TASK GOAL —
Set out every line of the records below as a numbered list, skipping blank lines and leaving out the pictures.

EXTRACTED ENTRIES —
┄┄┄┄┄┄

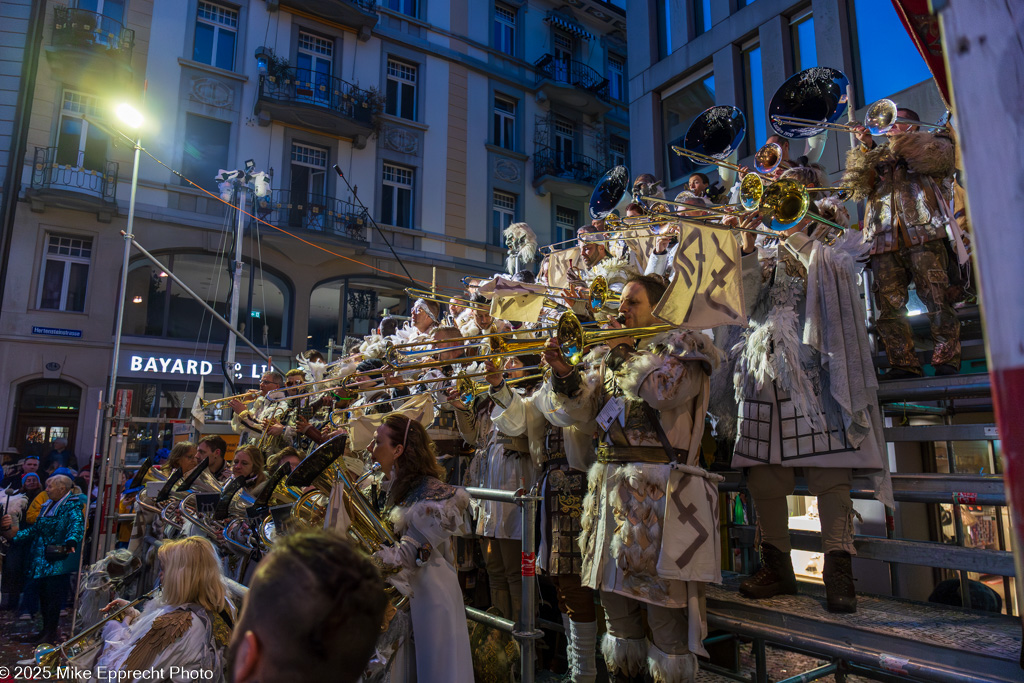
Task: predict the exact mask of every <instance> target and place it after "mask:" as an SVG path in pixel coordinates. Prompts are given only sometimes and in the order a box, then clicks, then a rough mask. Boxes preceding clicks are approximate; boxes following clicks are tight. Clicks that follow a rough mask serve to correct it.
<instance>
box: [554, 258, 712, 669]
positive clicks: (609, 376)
mask: <svg viewBox="0 0 1024 683" xmlns="http://www.w3.org/2000/svg"><path fill="white" fill-rule="evenodd" d="M664 292H665V287H664V285H663V284H662V282H660V281H659V280H658V279H655V278H651V276H636V278H634V279H632V280H631V281H630V282H629V283H627V285H626V287H625V288H624V290H623V297H622V302H621V304H620V312H621V314H622V316H623V317H624V319H625V328H627V329H623V337H621V338H617V339H613V340H610V341H609V342H608V345H606V346H600V347H597V348H595V349H594V350H593V351H592V352H591V353H590V354H589V355H588V356H587V357H586V358H585V359H584V362H583V364H582V365H581V366H577V367H571V366H569V365H567V364H566V362H565V360H564V359H563V358H562V357H561V355H560V351H559V350H558V348H559V346H558V343H559V340H557V339H552V340H550V341H549V342H548V345H549V350H548V351H546V353H545V357H546V358H547V360H548V362H549V364H550V365H551V369H552V379H551V380H549V382H548V384H547V385H546V386H545V387H543V389H542V394H541V395H540V396H539V397H538V398H537V399H536V400H537V403H538V407H539V408H540V410H541V412H542V413H544V414H545V415H546V416H547V417H548V419H549V420H551V421H553V422H554V423H556V424H559V425H561V426H563V427H565V430H564V434H565V441H566V453H572V452H574V453H577V454H581V453H585V452H586V451H587V450H589V449H593V445H592V435H593V434H594V433H595V431H596V432H597V433H598V434H599V439H598V446H597V463H596V464H595V465H593V466H592V467H591V468H590V473H589V492H588V495H587V499H586V500H585V502H584V518H583V533H582V535H581V538H580V546H581V549H582V551H583V554H584V558H583V571H582V579H583V584H584V586H588V587H590V588H593V589H596V590H600V591H601V602H602V604H603V605H604V610H605V617H606V621H607V633H606V634H605V637H604V642H603V643H602V649H603V652H604V659H605V664H606V666H607V669H608V672H609V674H610V675H611V677H612V680H614V681H616V682H622V681H640V680H643V677H644V673H645V672H647V671H649V673H650V675H651V676H652V677H653V679H654V681H656V682H657V683H676V682H684V681H693V680H694V677H695V675H696V671H697V661H696V654H705V653H706V651H705V648H703V646H702V644H701V640H702V639H703V637H705V635H706V634H707V622H706V618H705V608H703V588H705V584H706V583H708V582H718V581H720V580H721V570H720V566H721V557H720V555H721V551H720V547H719V532H718V523H717V517H718V489H717V482H718V481H719V480H720V479H721V477H719V476H717V475H714V474H711V473H709V472H707V471H705V470H703V469H702V468H701V467H700V437H701V435H702V433H703V414H705V411H706V410H707V403H708V394H709V385H710V376H711V373H712V371H713V370H714V368H715V367H716V366H717V365H718V360H719V354H718V351H717V350H716V349H715V347H714V345H713V344H712V341H711V340H710V339H709V338H708V337H707V336H706V335H703V334H700V333H694V332H684V331H679V330H671V331H669V332H667V333H664V334H659V335H657V336H653V337H647V338H644V339H639V340H638V339H637V338H635V337H631V336H630V329H637V328H645V327H648V326H652V325H655V324H657V321H656V319H655V318H654V317H653V315H652V313H651V309H652V307H653V305H654V304H656V303H657V301H658V300H659V299H660V297H662V295H663V294H664ZM611 325H612V327H622V326H620V324H618V323H617V322H612V323H611ZM643 609H646V611H647V623H648V625H649V626H650V630H651V634H652V639H653V642H652V643H649V644H648V643H647V641H646V638H645V635H644V629H643V620H642V613H641V610H643Z"/></svg>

┄┄┄┄┄┄

EXERCISE RESULT —
1. Task: predict the exact mask of every <instance> target and place it after "mask:" as an SVG path in pixel coordinates. Prompts are given only sometimes and in the order a box, then clicks, then a rough mask. Boxes preceding clicks are approximate; boxes following clicks are tight. Clicks that follow a rough mask serve to correct it.
2. <instance>
3. box: [554, 258, 712, 669]
4. positive clicks: (609, 376)
5. mask: <svg viewBox="0 0 1024 683" xmlns="http://www.w3.org/2000/svg"><path fill="white" fill-rule="evenodd" d="M664 292H665V287H664V285H663V284H662V282H660V281H659V280H658V279H655V278H651V276H636V278H634V279H632V280H631V281H630V282H629V283H627V285H626V287H625V288H624V290H623V297H622V302H621V304H620V312H621V314H622V316H623V317H624V319H625V328H627V329H623V337H621V338H617V339H613V340H610V341H609V342H608V345H606V346H600V347H597V348H595V349H594V350H593V351H592V352H591V353H590V354H589V355H588V356H587V357H586V358H585V359H584V362H583V364H582V365H581V366H577V367H571V366H569V365H567V364H566V362H565V360H564V359H563V358H562V357H561V355H560V351H559V350H558V348H559V346H558V343H559V340H557V339H552V340H550V341H549V342H548V345H549V350H548V351H546V353H545V357H546V358H547V360H548V362H549V364H550V365H551V369H552V379H551V380H549V382H548V384H547V385H546V386H545V387H543V389H542V394H541V395H540V396H539V397H538V398H537V399H536V400H537V403H538V407H539V408H540V410H541V412H542V413H544V414H545V415H546V416H547V417H548V419H549V420H551V421H553V422H554V423H556V424H559V425H561V426H563V427H565V430H564V434H565V441H566V453H572V452H574V453H577V454H581V453H585V452H586V451H587V450H589V449H593V445H592V435H593V434H594V433H595V431H596V432H597V433H598V434H599V439H598V446H597V463H596V464H595V465H593V466H592V467H591V468H590V473H589V492H588V495H587V499H586V500H585V502H584V518H583V533H582V535H581V538H580V546H581V549H582V551H583V554H584V558H583V571H582V579H583V584H584V586H588V587H590V588H593V589H596V590H600V591H601V602H602V604H603V605H604V610H605V617H606V621H607V633H606V634H605V637H604V642H603V643H602V649H603V652H604V659H605V664H606V666H607V669H608V672H609V674H610V675H611V677H612V680H614V681H616V682H622V681H640V680H643V677H644V673H645V672H647V671H649V673H650V675H651V676H652V677H653V679H654V681H656V682H657V683H676V682H684V681H693V680H694V677H695V675H696V671H697V661H696V654H705V653H706V651H705V648H703V646H702V644H701V640H702V639H703V637H705V635H706V634H707V622H706V618H705V608H703V588H705V584H706V583H708V582H718V581H720V580H721V570H720V566H721V557H720V555H721V551H720V547H719V532H718V523H717V517H718V489H717V482H718V481H719V480H720V479H721V477H719V476H717V475H714V474H711V473H709V472H707V471H705V470H703V469H702V468H701V467H700V437H701V435H702V433H703V414H705V411H706V410H707V403H708V394H709V385H710V376H711V373H712V371H713V370H714V368H715V367H716V366H717V365H718V360H719V354H718V351H717V350H716V349H715V347H714V345H713V344H712V341H711V340H710V339H709V338H708V337H707V336H706V335H703V334H700V333H694V332H684V331H679V330H671V331H669V332H667V333H664V334H659V335H657V336H653V337H647V338H644V339H639V340H638V339H637V338H635V337H631V336H630V329H637V328H645V327H648V326H652V325H655V324H657V321H656V319H655V318H654V317H653V315H652V313H651V309H652V307H653V305H654V304H656V303H657V301H658V300H659V299H660V297H662V295H663V294H664ZM611 325H612V327H622V326H620V324H618V323H617V322H612V323H611ZM643 609H646V611H647V623H648V625H649V626H650V630H651V634H652V639H653V642H652V643H649V644H648V643H647V641H646V638H645V635H644V629H643V620H642V613H641V610H643Z"/></svg>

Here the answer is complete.